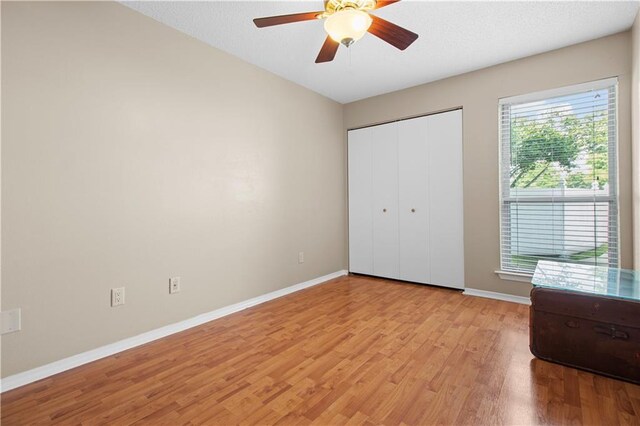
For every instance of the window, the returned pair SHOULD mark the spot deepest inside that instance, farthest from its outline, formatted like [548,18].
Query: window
[558,177]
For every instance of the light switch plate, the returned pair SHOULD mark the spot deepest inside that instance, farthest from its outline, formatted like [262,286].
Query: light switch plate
[174,285]
[117,296]
[10,321]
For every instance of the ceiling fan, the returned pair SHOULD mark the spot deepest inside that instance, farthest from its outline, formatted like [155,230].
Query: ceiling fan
[347,21]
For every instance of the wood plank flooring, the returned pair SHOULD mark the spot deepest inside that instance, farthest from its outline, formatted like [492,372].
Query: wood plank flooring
[355,350]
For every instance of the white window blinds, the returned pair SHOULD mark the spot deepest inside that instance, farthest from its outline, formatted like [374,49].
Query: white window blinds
[558,185]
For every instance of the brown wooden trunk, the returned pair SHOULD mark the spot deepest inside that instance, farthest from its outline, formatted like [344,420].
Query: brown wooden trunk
[589,332]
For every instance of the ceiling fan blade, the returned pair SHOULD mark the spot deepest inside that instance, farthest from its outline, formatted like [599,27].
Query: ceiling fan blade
[286,19]
[393,34]
[328,51]
[383,3]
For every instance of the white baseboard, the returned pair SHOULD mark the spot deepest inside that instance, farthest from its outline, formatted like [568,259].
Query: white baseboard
[26,377]
[497,296]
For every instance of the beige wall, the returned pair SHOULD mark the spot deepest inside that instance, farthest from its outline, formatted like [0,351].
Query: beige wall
[635,131]
[133,153]
[478,93]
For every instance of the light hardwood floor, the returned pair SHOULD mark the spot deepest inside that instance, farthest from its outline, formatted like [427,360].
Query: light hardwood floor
[354,350]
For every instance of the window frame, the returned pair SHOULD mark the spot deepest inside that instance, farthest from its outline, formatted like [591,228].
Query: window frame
[504,164]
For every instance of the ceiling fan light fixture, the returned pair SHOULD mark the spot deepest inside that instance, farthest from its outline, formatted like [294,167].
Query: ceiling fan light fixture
[347,26]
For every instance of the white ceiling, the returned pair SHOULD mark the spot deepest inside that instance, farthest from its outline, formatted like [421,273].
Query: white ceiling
[455,37]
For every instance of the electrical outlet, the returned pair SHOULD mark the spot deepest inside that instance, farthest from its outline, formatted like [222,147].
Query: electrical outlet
[117,296]
[174,285]
[10,321]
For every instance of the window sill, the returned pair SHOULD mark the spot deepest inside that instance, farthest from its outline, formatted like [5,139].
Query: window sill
[514,276]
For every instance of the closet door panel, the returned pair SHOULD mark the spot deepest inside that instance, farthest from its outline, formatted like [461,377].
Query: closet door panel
[360,202]
[444,136]
[384,143]
[413,157]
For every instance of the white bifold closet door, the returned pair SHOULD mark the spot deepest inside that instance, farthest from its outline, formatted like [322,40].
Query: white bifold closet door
[413,158]
[446,218]
[384,145]
[405,200]
[360,202]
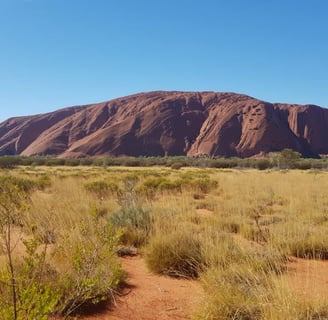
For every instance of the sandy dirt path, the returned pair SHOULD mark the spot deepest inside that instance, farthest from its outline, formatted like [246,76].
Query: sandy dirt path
[308,277]
[149,296]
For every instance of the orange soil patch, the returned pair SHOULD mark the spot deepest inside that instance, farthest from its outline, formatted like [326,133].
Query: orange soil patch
[149,296]
[308,278]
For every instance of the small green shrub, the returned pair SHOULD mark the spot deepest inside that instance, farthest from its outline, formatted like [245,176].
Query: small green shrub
[134,221]
[102,189]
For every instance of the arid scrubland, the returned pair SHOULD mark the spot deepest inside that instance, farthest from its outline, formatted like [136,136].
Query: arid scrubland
[234,230]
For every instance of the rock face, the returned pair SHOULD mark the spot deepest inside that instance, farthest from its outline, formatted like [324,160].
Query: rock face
[170,123]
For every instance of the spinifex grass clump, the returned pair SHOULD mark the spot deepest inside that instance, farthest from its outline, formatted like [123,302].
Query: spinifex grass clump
[38,279]
[177,254]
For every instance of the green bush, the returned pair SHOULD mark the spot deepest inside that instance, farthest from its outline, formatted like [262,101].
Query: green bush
[134,221]
[102,188]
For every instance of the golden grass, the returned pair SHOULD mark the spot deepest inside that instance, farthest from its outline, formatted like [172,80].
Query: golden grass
[254,221]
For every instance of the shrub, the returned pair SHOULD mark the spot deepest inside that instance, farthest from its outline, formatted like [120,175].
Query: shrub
[101,188]
[92,271]
[133,220]
[24,290]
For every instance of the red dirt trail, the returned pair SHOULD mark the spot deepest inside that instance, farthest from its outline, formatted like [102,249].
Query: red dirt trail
[149,296]
[308,278]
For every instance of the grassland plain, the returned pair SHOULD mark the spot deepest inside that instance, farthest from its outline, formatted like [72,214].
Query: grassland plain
[236,231]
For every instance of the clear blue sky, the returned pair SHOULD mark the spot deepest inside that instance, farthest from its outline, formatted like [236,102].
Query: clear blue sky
[57,53]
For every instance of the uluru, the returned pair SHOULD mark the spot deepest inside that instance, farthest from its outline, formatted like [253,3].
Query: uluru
[170,123]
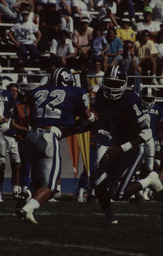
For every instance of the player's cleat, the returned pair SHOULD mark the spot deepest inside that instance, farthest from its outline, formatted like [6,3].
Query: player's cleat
[15,195]
[109,216]
[81,200]
[57,194]
[156,184]
[25,216]
[53,200]
[24,196]
[1,198]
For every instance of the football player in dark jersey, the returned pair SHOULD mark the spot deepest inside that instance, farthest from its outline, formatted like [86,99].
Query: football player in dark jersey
[53,113]
[154,114]
[122,130]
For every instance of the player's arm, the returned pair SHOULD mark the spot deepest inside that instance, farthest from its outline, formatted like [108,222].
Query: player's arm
[143,136]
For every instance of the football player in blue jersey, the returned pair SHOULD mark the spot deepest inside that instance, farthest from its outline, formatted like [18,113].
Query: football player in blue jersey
[53,114]
[154,114]
[7,103]
[122,131]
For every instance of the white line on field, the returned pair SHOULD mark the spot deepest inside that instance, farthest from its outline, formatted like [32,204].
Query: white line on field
[83,247]
[46,213]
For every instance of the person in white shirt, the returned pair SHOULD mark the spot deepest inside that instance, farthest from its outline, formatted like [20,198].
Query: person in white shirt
[148,24]
[26,35]
[62,50]
[157,7]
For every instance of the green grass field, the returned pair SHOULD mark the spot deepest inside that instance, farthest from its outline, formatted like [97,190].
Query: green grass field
[69,228]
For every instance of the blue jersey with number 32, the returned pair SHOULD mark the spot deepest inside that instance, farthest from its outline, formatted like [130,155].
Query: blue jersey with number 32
[57,106]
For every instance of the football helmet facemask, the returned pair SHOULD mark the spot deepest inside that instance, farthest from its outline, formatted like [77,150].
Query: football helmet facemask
[148,97]
[62,77]
[114,83]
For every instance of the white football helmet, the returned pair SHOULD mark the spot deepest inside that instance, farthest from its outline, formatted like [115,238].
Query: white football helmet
[114,83]
[62,77]
[148,97]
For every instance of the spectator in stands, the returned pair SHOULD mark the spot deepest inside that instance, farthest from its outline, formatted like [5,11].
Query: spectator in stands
[81,9]
[8,11]
[115,46]
[49,24]
[25,36]
[62,50]
[157,7]
[127,5]
[21,6]
[125,32]
[50,68]
[107,8]
[146,51]
[99,46]
[82,37]
[64,7]
[105,24]
[159,60]
[148,24]
[129,63]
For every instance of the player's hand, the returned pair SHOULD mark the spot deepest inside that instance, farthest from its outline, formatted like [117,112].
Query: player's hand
[113,152]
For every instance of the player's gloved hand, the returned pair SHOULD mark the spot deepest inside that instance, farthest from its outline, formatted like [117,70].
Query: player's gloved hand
[4,127]
[113,152]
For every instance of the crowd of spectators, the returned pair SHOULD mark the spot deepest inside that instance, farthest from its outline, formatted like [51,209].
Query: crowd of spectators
[87,30]
[88,36]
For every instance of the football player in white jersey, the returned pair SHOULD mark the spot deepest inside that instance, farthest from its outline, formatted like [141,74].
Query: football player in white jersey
[121,133]
[53,113]
[7,103]
[154,114]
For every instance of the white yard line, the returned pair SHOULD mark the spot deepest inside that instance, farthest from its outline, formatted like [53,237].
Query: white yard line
[75,246]
[47,213]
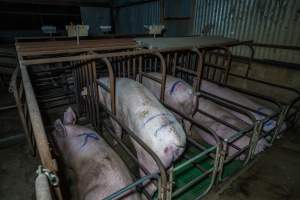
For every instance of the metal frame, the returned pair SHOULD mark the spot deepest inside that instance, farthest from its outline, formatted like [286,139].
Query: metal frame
[189,65]
[118,65]
[85,60]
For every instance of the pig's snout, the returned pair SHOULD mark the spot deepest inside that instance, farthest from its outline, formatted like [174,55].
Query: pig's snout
[173,151]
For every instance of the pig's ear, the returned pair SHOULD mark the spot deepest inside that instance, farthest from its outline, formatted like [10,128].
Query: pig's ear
[60,128]
[69,116]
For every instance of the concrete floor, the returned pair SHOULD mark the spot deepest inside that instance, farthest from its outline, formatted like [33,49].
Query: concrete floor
[275,176]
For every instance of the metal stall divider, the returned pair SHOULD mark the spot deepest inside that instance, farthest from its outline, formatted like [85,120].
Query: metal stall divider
[144,60]
[289,110]
[182,65]
[22,86]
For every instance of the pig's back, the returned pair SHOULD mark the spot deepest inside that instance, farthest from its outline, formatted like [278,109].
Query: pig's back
[99,170]
[106,175]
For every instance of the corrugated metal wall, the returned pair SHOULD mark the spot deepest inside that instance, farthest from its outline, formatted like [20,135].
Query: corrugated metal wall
[264,21]
[95,17]
[131,20]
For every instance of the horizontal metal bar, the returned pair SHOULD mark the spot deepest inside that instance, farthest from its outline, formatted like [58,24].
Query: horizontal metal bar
[131,186]
[200,155]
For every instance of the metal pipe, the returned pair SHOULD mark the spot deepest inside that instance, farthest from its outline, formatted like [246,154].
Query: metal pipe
[42,188]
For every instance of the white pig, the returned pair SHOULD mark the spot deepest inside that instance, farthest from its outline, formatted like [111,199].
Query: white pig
[179,93]
[97,169]
[156,126]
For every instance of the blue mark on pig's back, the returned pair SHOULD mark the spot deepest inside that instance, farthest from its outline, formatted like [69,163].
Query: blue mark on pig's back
[88,136]
[174,86]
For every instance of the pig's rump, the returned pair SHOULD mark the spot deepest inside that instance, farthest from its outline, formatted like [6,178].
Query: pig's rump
[97,170]
[178,94]
[223,131]
[243,100]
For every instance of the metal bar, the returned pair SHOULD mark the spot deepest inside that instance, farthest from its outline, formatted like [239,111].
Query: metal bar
[131,186]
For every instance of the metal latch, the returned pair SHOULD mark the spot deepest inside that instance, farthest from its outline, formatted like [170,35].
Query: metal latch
[52,177]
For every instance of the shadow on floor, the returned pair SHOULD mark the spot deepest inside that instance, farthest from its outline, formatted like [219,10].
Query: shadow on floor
[275,176]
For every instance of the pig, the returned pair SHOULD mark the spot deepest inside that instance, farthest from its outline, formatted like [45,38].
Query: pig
[242,99]
[223,131]
[97,170]
[143,114]
[177,92]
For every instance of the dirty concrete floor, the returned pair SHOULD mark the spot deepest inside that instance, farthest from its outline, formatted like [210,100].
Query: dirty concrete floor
[275,176]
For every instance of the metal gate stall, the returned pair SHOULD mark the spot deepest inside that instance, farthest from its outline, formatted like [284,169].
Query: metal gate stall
[42,63]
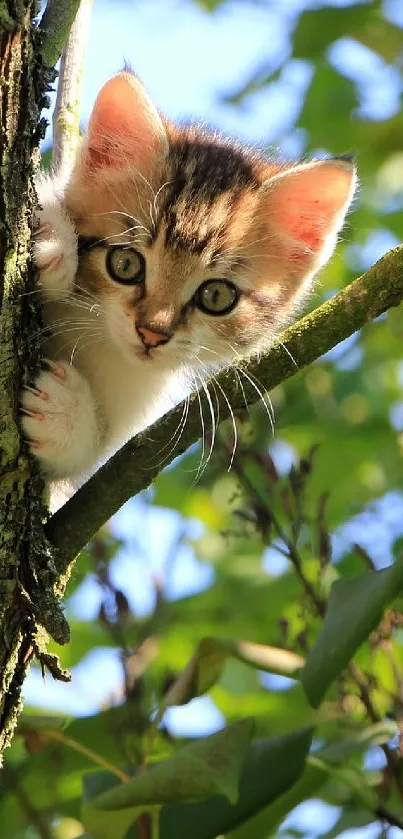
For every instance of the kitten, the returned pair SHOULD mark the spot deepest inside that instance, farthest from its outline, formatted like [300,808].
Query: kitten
[188,251]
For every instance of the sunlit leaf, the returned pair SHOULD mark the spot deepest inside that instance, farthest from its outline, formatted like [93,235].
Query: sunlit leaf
[354,610]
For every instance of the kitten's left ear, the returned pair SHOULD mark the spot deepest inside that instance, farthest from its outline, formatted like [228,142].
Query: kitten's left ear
[305,209]
[125,126]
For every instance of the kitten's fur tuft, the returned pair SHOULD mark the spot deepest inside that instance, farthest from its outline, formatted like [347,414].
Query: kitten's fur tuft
[195,207]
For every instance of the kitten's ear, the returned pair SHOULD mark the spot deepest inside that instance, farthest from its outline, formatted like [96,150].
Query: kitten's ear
[306,207]
[124,126]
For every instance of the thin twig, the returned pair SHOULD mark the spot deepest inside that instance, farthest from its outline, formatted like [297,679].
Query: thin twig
[93,756]
[394,761]
[66,117]
[55,26]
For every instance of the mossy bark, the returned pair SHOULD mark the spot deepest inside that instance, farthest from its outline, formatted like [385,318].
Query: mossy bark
[27,576]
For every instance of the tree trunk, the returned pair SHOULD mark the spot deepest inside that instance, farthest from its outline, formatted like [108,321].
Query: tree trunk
[27,576]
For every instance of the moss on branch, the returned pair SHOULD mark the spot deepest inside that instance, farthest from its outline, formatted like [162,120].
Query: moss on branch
[55,26]
[131,469]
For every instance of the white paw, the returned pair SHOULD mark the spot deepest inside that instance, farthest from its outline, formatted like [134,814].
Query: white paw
[59,421]
[54,244]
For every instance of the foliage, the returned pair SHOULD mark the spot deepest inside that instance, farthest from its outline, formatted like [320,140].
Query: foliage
[330,621]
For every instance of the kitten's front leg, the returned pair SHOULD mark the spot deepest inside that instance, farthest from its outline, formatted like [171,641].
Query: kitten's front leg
[60,421]
[54,245]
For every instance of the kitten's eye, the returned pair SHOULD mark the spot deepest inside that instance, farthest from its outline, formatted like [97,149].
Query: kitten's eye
[216,297]
[125,265]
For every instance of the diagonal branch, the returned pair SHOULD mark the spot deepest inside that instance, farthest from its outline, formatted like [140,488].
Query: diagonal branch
[55,26]
[66,117]
[134,467]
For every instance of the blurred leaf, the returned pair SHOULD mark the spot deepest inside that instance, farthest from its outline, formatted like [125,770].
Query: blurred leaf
[210,766]
[206,665]
[271,766]
[317,29]
[355,608]
[335,98]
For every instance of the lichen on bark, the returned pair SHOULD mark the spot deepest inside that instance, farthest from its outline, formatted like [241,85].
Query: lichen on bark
[26,564]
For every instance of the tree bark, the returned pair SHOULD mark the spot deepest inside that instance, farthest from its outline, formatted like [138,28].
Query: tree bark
[27,576]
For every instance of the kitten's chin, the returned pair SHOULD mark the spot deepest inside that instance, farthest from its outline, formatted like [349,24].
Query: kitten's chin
[151,359]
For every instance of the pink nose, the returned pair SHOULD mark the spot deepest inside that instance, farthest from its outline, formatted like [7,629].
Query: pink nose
[150,338]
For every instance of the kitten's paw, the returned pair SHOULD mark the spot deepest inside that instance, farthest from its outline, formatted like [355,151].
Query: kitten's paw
[59,421]
[54,245]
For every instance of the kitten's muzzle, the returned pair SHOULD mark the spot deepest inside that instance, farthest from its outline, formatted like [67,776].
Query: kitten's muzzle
[151,337]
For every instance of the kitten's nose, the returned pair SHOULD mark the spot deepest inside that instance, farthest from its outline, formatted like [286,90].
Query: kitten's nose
[152,338]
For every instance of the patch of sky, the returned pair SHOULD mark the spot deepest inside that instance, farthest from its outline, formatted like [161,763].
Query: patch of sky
[393,11]
[361,257]
[375,529]
[200,716]
[95,683]
[312,816]
[275,683]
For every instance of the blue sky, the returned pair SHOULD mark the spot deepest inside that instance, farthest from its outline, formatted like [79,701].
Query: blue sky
[189,61]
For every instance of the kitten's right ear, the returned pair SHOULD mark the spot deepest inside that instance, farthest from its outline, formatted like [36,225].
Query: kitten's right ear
[125,126]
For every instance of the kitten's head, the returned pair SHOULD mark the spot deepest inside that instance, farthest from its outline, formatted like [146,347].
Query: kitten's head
[198,248]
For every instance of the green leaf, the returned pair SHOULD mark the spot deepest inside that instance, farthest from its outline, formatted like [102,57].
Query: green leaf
[210,766]
[206,665]
[317,29]
[271,767]
[354,610]
[314,777]
[335,98]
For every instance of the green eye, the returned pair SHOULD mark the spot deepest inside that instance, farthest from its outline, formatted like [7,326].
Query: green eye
[216,297]
[125,265]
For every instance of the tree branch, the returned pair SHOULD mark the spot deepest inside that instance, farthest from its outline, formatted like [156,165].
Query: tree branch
[66,118]
[55,26]
[135,466]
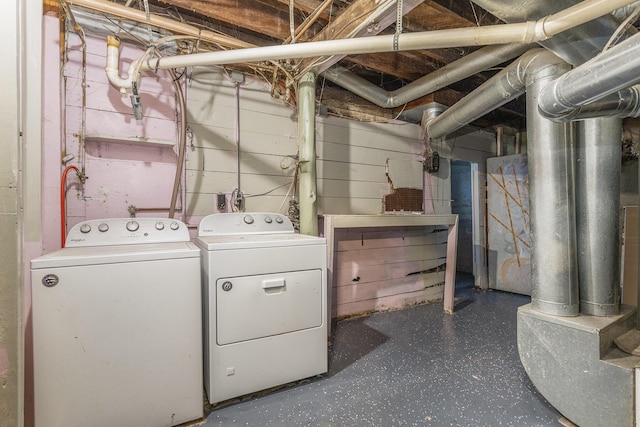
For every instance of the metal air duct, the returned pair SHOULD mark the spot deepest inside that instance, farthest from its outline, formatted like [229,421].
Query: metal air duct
[609,72]
[576,45]
[597,209]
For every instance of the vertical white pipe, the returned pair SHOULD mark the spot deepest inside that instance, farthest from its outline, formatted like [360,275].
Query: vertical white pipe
[307,154]
[499,142]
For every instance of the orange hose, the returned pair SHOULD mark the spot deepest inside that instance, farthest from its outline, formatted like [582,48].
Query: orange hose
[63,206]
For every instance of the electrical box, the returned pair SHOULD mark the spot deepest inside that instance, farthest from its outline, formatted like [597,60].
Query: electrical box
[431,162]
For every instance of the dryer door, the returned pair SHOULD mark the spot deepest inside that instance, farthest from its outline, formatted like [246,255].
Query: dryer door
[250,307]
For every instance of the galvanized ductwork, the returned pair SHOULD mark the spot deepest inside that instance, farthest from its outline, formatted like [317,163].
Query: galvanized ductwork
[576,45]
[598,167]
[551,159]
[614,70]
[554,274]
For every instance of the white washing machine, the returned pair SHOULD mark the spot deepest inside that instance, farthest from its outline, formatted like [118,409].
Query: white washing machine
[265,296]
[117,326]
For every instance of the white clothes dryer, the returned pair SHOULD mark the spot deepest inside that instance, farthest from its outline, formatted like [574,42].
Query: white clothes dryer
[264,296]
[117,326]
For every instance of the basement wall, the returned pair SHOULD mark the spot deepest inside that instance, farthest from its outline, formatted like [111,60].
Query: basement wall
[10,271]
[131,164]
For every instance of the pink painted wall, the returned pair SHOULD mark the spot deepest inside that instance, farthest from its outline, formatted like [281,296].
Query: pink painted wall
[127,161]
[121,172]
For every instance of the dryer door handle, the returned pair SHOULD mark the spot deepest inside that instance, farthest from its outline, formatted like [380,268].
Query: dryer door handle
[273,283]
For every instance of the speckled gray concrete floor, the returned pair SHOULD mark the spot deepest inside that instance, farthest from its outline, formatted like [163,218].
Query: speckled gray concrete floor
[413,367]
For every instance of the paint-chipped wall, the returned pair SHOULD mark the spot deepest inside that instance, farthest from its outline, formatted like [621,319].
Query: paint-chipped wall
[354,164]
[129,163]
[381,269]
[10,256]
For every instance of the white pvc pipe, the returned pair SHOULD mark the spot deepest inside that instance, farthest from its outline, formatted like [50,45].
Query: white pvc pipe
[526,32]
[132,14]
[113,67]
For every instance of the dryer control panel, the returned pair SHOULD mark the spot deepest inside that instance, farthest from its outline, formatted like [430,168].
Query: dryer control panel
[123,231]
[244,223]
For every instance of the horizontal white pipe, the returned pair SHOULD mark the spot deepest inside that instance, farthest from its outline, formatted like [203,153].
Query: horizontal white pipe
[526,32]
[489,35]
[168,24]
[473,63]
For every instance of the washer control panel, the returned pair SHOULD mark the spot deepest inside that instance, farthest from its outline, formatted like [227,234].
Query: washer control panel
[244,223]
[120,231]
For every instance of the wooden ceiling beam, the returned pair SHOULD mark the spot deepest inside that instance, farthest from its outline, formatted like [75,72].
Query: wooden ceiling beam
[362,17]
[251,14]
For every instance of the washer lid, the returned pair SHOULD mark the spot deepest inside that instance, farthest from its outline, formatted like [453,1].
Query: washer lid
[245,241]
[92,255]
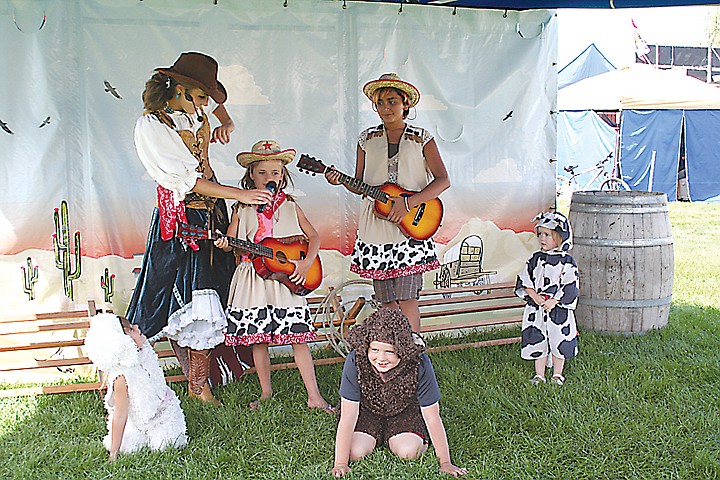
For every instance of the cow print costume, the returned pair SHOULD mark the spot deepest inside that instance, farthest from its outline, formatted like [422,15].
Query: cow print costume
[552,274]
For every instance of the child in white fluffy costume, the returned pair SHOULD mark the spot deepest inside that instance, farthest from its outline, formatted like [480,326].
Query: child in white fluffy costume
[142,410]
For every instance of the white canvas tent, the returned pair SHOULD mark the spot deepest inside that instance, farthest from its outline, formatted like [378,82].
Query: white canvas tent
[667,117]
[639,87]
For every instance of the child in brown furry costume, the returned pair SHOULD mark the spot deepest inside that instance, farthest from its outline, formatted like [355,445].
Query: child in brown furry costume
[389,393]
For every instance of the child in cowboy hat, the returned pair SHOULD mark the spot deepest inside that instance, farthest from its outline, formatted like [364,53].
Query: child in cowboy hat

• Requirement: Search the listing for the string "cowboy". Copy each line where it turns up.

• Answer box:
For every instance of the child in cowboy hat, the returned pair SHOULD mark the spot deepest inside that instance, farthest from its outline, formatted like [364,53].
Query: child in cowboy hat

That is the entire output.